**Document extract**

Actually, Garrett had a role—albeit in absentia—in Billy’s April 28, 1881, breakout. Running on a law-and-order platform, Garrett had been elected sheriff of Lincoln County in November 1880 and had captured Billy the Kid at Stinking Springs the next month. Then, in Mesilla on April 13, 1881, Billy had been convicted of the murder of Sheriff William Brady, one of the casualties of the Lincoln County War, and sentenced to hang. The execution was to be carried out in Lincoln on Friday, May 13, and seven guards had transported the prisoner there in the middle of April. So on April 28, the Kid was very much Garrett’s responsibility. And the sheriff did not take his responsibility lightly. Garrett did not keep Billy in Lincoln’s old cellar jail, which he knew would never hold a cunning prisoner whose very life depended on getting out. Instead, Garrett kept the Kid shackled hand and foot and guarded around the clock in the room behind his own office at the county courthouse, which had been the old Murphy-Dolan store (commonly referred to as “the House) during the Lincoln County War.

**Challenge**
Answer these questions using the text on Billy the Kid's 1881 breakout:
1. Where did Garrett capture Billy the Kid?
2. On what date was the execution to be carried out?
3. In what room did Garrett keep the Kid?
The data records that follow are not needed here.

Data records

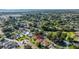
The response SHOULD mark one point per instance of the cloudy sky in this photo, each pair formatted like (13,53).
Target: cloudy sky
(39,4)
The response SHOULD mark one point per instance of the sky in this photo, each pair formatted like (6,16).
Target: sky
(39,4)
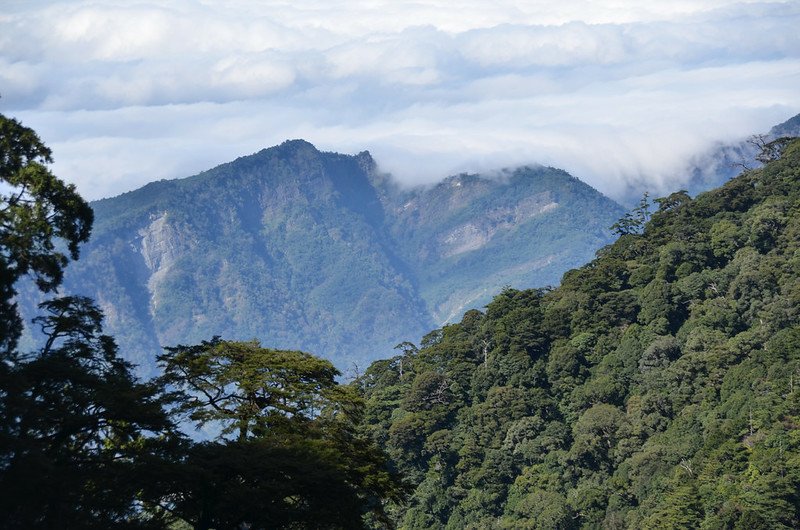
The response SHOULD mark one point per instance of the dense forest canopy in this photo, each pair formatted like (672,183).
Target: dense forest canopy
(657,387)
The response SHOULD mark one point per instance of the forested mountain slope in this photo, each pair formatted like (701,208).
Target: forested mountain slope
(657,387)
(323,252)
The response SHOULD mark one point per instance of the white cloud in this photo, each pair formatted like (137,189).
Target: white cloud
(616,91)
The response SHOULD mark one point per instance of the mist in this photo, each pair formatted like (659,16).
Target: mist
(620,96)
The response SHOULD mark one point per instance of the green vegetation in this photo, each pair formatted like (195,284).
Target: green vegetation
(83,444)
(657,387)
(322,252)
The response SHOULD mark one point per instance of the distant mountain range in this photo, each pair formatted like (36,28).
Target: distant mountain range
(323,252)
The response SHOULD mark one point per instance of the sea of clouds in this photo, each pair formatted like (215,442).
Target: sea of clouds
(620,93)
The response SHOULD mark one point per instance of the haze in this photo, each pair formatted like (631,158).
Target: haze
(615,92)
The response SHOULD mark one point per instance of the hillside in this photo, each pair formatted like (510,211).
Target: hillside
(656,387)
(323,252)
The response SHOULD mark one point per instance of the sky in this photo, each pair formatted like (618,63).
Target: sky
(614,91)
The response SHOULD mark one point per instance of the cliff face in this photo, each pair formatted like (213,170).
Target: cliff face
(321,252)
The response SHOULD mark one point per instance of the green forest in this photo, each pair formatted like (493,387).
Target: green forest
(654,388)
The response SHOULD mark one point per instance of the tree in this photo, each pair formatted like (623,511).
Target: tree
(288,455)
(38,213)
(80,438)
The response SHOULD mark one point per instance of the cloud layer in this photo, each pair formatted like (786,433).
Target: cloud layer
(620,93)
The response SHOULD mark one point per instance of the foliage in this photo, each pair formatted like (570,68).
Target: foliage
(84,444)
(323,253)
(39,214)
(657,387)
(80,438)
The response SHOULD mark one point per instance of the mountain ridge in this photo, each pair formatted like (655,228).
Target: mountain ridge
(315,250)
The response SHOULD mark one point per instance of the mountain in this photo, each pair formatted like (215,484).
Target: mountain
(724,161)
(656,387)
(323,252)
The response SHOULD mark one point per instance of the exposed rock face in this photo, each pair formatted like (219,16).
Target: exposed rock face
(322,252)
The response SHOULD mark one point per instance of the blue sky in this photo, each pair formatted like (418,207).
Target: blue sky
(615,91)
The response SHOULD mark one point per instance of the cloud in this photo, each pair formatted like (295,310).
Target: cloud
(619,93)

**Result**
1. At Stinking Springs.
2. Friday, May 13.
3. The room behind Garrett's own office at the county courthouse.